Photo-based referring expression data:

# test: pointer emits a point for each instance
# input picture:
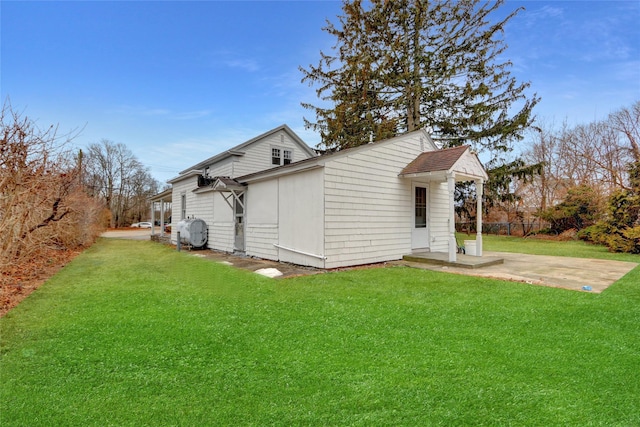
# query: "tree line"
(55, 197)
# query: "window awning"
(226, 184)
(460, 161)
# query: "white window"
(280, 156)
(275, 156)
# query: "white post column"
(479, 193)
(153, 218)
(453, 247)
(162, 217)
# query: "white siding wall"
(262, 219)
(439, 216)
(300, 217)
(368, 208)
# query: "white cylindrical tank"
(193, 232)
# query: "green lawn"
(574, 248)
(134, 333)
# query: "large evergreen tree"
(402, 65)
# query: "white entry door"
(420, 230)
(238, 213)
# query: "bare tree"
(41, 201)
(114, 174)
(627, 122)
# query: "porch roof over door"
(436, 165)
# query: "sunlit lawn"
(134, 333)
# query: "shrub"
(580, 209)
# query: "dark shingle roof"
(432, 161)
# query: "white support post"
(162, 217)
(153, 218)
(479, 193)
(453, 247)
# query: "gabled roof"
(459, 160)
(432, 161)
(238, 150)
(319, 161)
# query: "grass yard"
(133, 333)
(533, 246)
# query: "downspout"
(451, 186)
(479, 192)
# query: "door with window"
(238, 213)
(420, 229)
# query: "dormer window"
(275, 156)
(281, 156)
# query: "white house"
(273, 198)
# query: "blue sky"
(178, 82)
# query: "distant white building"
(272, 197)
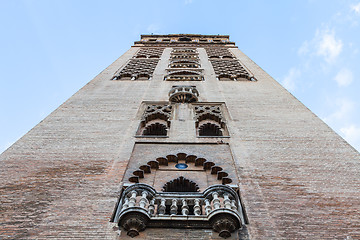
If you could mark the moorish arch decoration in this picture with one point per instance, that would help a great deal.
(180, 184)
(215, 170)
(183, 94)
(155, 120)
(184, 65)
(184, 75)
(137, 69)
(141, 206)
(210, 121)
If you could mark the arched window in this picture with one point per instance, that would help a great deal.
(180, 184)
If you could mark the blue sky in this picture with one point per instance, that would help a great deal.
(50, 49)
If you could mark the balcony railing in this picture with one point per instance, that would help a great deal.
(218, 207)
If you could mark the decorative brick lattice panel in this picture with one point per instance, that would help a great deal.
(149, 53)
(137, 69)
(209, 121)
(230, 69)
(218, 53)
(155, 120)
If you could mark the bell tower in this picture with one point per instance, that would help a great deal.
(182, 137)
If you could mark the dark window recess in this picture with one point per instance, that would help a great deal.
(210, 129)
(185, 39)
(180, 184)
(156, 129)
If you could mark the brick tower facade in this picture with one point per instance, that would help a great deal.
(182, 137)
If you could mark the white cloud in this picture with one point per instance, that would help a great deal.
(327, 45)
(289, 81)
(153, 28)
(5, 146)
(344, 77)
(352, 135)
(356, 8)
(344, 108)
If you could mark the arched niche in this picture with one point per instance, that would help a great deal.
(197, 169)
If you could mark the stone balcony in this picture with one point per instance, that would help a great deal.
(141, 206)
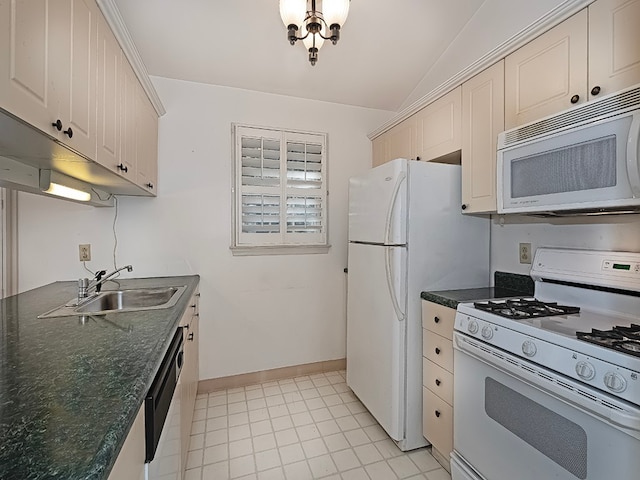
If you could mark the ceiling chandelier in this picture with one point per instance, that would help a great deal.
(318, 17)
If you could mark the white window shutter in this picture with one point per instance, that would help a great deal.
(280, 188)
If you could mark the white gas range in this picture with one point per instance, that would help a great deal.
(548, 387)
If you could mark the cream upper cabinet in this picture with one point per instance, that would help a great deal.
(47, 69)
(439, 126)
(109, 105)
(482, 121)
(595, 52)
(146, 143)
(378, 154)
(614, 45)
(128, 119)
(397, 142)
(548, 74)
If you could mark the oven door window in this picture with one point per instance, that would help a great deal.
(551, 434)
(508, 428)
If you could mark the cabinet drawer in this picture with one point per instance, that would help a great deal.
(437, 349)
(437, 422)
(438, 380)
(438, 319)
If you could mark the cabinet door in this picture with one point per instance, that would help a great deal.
(614, 45)
(80, 111)
(146, 142)
(47, 68)
(482, 121)
(401, 140)
(24, 63)
(439, 126)
(109, 106)
(128, 120)
(378, 146)
(543, 76)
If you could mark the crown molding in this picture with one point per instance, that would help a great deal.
(544, 23)
(116, 23)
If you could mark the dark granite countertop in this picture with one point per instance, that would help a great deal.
(70, 391)
(507, 285)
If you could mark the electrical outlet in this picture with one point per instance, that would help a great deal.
(85, 252)
(525, 252)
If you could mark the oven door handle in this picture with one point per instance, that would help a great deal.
(561, 388)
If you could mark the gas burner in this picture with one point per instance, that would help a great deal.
(520, 308)
(622, 339)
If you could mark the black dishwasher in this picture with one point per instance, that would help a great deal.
(158, 400)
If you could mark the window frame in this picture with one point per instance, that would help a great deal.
(283, 242)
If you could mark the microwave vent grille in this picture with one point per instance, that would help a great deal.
(591, 111)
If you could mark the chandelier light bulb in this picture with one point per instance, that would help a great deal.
(313, 22)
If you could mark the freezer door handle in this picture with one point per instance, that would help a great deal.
(390, 284)
(392, 205)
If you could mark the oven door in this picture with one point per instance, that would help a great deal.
(516, 420)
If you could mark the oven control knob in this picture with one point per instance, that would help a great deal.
(487, 332)
(585, 370)
(615, 382)
(472, 327)
(529, 348)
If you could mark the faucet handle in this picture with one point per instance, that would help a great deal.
(99, 275)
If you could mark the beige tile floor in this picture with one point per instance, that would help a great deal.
(308, 427)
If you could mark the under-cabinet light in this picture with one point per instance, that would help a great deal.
(68, 192)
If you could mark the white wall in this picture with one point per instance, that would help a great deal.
(484, 32)
(611, 232)
(257, 312)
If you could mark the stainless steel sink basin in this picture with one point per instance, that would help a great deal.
(121, 301)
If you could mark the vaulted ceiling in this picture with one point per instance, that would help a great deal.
(386, 47)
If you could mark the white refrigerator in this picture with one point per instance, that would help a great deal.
(406, 235)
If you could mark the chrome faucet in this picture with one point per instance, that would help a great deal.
(85, 287)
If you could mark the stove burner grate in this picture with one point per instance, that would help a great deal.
(623, 339)
(520, 308)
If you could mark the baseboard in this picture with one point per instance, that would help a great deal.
(244, 379)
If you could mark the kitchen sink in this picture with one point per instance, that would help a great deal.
(130, 300)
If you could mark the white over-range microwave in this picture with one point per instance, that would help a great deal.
(585, 160)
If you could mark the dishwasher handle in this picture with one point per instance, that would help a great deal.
(158, 400)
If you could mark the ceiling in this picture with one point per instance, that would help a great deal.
(386, 47)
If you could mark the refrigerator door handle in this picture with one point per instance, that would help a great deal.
(392, 204)
(392, 290)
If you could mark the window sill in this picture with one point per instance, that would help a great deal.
(279, 250)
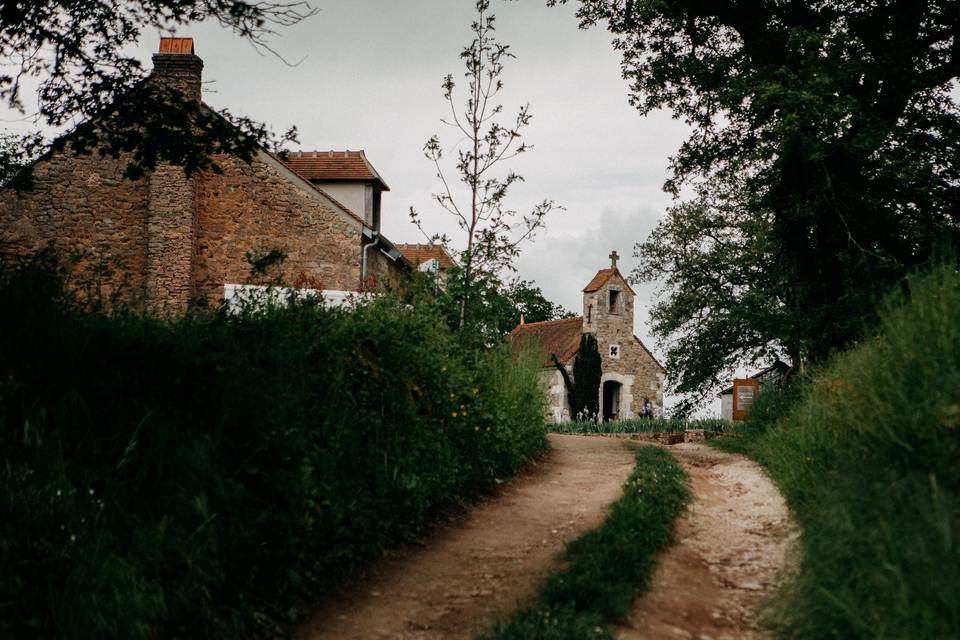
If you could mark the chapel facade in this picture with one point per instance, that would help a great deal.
(632, 378)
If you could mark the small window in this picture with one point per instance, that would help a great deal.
(614, 301)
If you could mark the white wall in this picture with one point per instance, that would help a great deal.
(349, 194)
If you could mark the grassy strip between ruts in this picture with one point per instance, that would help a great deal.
(638, 425)
(605, 569)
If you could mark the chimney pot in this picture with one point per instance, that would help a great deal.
(177, 66)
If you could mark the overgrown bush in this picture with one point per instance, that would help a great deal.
(200, 477)
(868, 456)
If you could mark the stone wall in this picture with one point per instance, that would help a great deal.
(257, 206)
(81, 203)
(171, 238)
(634, 368)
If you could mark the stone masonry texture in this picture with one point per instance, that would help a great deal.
(634, 364)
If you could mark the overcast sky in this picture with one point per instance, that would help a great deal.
(370, 79)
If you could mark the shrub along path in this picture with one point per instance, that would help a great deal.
(485, 567)
(731, 551)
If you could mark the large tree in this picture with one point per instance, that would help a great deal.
(78, 55)
(824, 163)
(474, 192)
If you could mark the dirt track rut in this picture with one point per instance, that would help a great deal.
(731, 554)
(486, 566)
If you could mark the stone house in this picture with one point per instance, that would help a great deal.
(182, 238)
(432, 259)
(632, 378)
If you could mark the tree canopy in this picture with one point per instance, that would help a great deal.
(824, 164)
(475, 192)
(78, 53)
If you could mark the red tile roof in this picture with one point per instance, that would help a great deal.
(560, 337)
(334, 166)
(420, 253)
(601, 279)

### Task directions
The answer must be an exact copy of the records, with no pictures in it.

### Exercise answer
# test: pointer emits a point for each instance
# input picture:
# query: "tree line"
(55, 197)
# query: "window awning"
(226, 184)
(460, 161)
# query: "white window"
(280, 156)
(275, 156)
# query: "white post column"
(479, 193)
(153, 218)
(453, 247)
(162, 217)
# query: "white siding wall"
(262, 219)
(439, 216)
(300, 217)
(368, 208)
# query: "white cylindrical tank"
(193, 232)
# query: "green lawn"
(574, 248)
(134, 333)
# query: "large evergreen tree"
(402, 65)
# query: "white entry door"
(420, 230)
(238, 213)
# query: "bare tree"
(41, 201)
(114, 174)
(627, 122)
# query: "porch roof over door"
(436, 165)
# query: "sunlit lawn"
(134, 333)
# query: "shrub"
(580, 209)
# query: "dark shingle roof"
(432, 161)
# query: "white support post"
(162, 217)
(153, 218)
(479, 193)
(453, 247)
# query: "gabled roof"
(459, 160)
(432, 161)
(238, 150)
(319, 161)
# query: "grass yard"
(133, 333)
(533, 246)
# query: "downspout"
(451, 186)
(479, 192)
# query: "door with window"
(238, 213)
(420, 229)
# query: "dormer window"
(275, 156)
(281, 156)
# query: "white house"
(273, 198)
# query: "blue sky"
(178, 82)
# query: "distant white building"
(272, 197)
If you could mark the moorish arch decoration in this picture with one point per instance, that would help a great deal.
(180, 184)
(215, 170)
(183, 94)
(155, 120)
(184, 65)
(184, 75)
(137, 69)
(141, 206)
(210, 121)
If you could mark the arched window in this picture with one point per instance, that would help a great deal.
(180, 184)
If you could mark the blue sky in this picture with one point per instance, that would help a great deal.
(50, 49)
If you could mark the balcony railing in this picture with one point per instance, that would help a great deal.
(218, 207)
If you could mark the decorative brick lattice panel in this picture with one point per instance, that would help a great deal.
(149, 53)
(137, 69)
(209, 121)
(230, 69)
(218, 53)
(155, 120)
If you could mark the bell tower in this picture with one point per instance, that would help a great deal.
(182, 137)
If you could mark the dark window recess in this picture with one point per instance, that would help a great deal.
(210, 129)
(185, 39)
(180, 184)
(156, 129)
If you could mark the brick tower facade in this picture with one point per instance, that would help a great deal.
(182, 137)
If you could mark the white cloud in this picture with one point per instance, that would help a great deal.
(327, 45)
(289, 81)
(153, 28)
(5, 146)
(344, 77)
(352, 135)
(356, 8)
(344, 108)
If you could mark the arched niche in this picture with one point per instance, that would help a great deal.
(197, 169)
If you could mark the stone balcony in this picture with one point per instance, that would help a great deal.
(141, 206)
If you could mark the ceiling chandelier in this picture with one point per instance, that would help a great deal.
(318, 17)
If you could mark the white window shutter in this picture with one point per instance, that would help a great deal.
(280, 188)
If you could mark the white gas range in this picture with one point per instance, that would help a great deal.
(548, 387)
If you could mark the cream upper cabinet in this picture with one point per instance, that would help a great deal.
(47, 69)
(439, 126)
(109, 105)
(482, 121)
(595, 52)
(146, 143)
(378, 154)
(614, 45)
(128, 119)
(397, 142)
(548, 74)
If you could mark the oven door window in this picture with one point per instance, that would help a great deal.
(551, 434)
(508, 428)
If you could mark the cabinet drawer in this picture with one point per instance, that would help a great deal.
(437, 349)
(437, 422)
(438, 380)
(438, 319)
If you could mark the cabinet door in this picture with one point per instance, that would help a great deal.
(614, 45)
(80, 111)
(146, 142)
(47, 68)
(482, 121)
(401, 140)
(24, 63)
(439, 126)
(109, 106)
(128, 120)
(378, 146)
(543, 76)
If you could mark the crown molding in this picture with one point per instance, that would help a great deal.
(544, 23)
(116, 23)
If you could mark the dark granite countertop in this picture with one point per instance, that would help a great deal.
(70, 391)
(507, 285)
If you could mark the electrical outlet in this picture with one point per instance, that would help a great deal.
(85, 252)
(525, 252)
If you could mark the oven door handle in this picture with one point per instance, that would help a great deal.
(561, 388)
If you could mark the gas burner in this picture with one point per instance, that would help a great deal.
(520, 308)
(622, 339)
If you could mark the black dishwasher in this picture with one point per instance, that would help a great deal.
(158, 400)
If you could mark the window frame in this picture with one point per instance, that would help a great deal.
(283, 242)
If you could mark the microwave vent grille in this picture with one point per instance, that would help a great deal.
(591, 111)
If you could mark the chandelier light bulb in this picture with one point per instance, that would help a great deal.
(313, 22)
If you could mark the freezer door handle in this picture with one point per instance, that would help a great deal.
(390, 284)
(392, 205)
If you could mark the oven door in this picture with one point per instance, that would help a great deal.
(516, 420)
If you could mark the oven control knob in this picture with one point per instance, that would help a great deal.
(487, 332)
(585, 370)
(615, 382)
(472, 327)
(529, 348)
If you could mark the faucet handle in this picture with one point per instance, that would help a great deal.
(99, 275)
If you could mark the beige tile floor in this picture with one point per instance, that would help a great deal.
(308, 427)
If you could mark the under-cabinet light in this picture with one point per instance, that would help a great deal.
(68, 192)
If you could mark the white wall in this picture with one point per instance, that would help a great deal.
(484, 32)
(611, 232)
(257, 312)
If you could mark the stainless steel sink basin in this picture with one point per instance, that would help a great deal.
(121, 301)
If you could mark the vaulted ceiling in this picture with one point per instance, that would help a great deal.
(386, 47)
If you could mark the white refrigerator in this picture with one point per instance, that would help a great deal.
(406, 235)
If you could mark the chrome faucet in this picture with one point per instance, that would help a great deal.
(85, 287)
If you could mark the stove burner grate in this picture with one point per instance, that would help a great deal.
(623, 339)
(520, 308)
If you could mark the baseboard in this picture with one point per instance, that would help a great deal.
(244, 379)
If you could mark the kitchen sink in this picture with one point per instance, that would help a great deal.
(130, 300)
If you could mark the white over-range microwave in this picture with one point per instance, that would help a great deal.
(585, 160)
If you could mark the dishwasher handle in this picture with one point per instance, that would help a great deal.
(158, 400)
If you could mark the ceiling in this picture with one point per instance, that would help a great deal.
(386, 47)
If you could mark the refrigerator door handle in this picture with one point per instance, that would help a great deal.
(392, 204)
(392, 290)
If you could mark the window sill in this picture with one point per instance, that would help a great deal.
(279, 250)
If you could mark the chapel facade in this picture with one point per instance, that would help a great deal.
(632, 378)
If you could mark the small window in this picture with one point per instance, that would help a great deal.
(614, 301)
If you could mark the white wall in this picture with one point per instance, that would help a great deal.
(349, 194)
If you could mark the grassy strip between ruts in this picture with one point per instance, that would help a great deal.
(638, 425)
(605, 569)
If you could mark the chimney pot in this picture with one point per instance, that would help a great deal.
(177, 66)
If you could mark the overgrown bush in this picture with one point per instance, that would help a great deal.
(200, 477)
(868, 456)
If you could mark the stone wall in this picture with one point per instance, that would help a great deal.
(257, 206)
(81, 203)
(171, 238)
(634, 368)
If you could mark the stone masonry texture in this picture with one point per instance, that would help a great deal.
(634, 364)
If you could mark the overcast sky in this picture with one point per instance, that would help a great deal.
(370, 79)
If you could mark the shrub along path in this picture with one point per instance, that would help a great deal.
(485, 567)
(731, 551)
If you could mark the large tree in this picture with one point per instance, that would help a great deal.
(78, 55)
(824, 163)
(474, 192)
If you could mark the dirt track rut in this picture with one point per instance, that would help a great deal.
(731, 554)
(486, 566)
If you could mark the stone house in this picture with one point per instance, that would help a great deal.
(182, 238)
(432, 259)
(632, 378)
If you could mark the tree canopy in this picture with one point per instance, that would help a great deal.
(824, 164)
(475, 192)
(78, 53)
If you could mark the red tile roof in this picture with one point per instance, that would help a great deal.
(560, 337)
(334, 166)
(420, 253)
(601, 279)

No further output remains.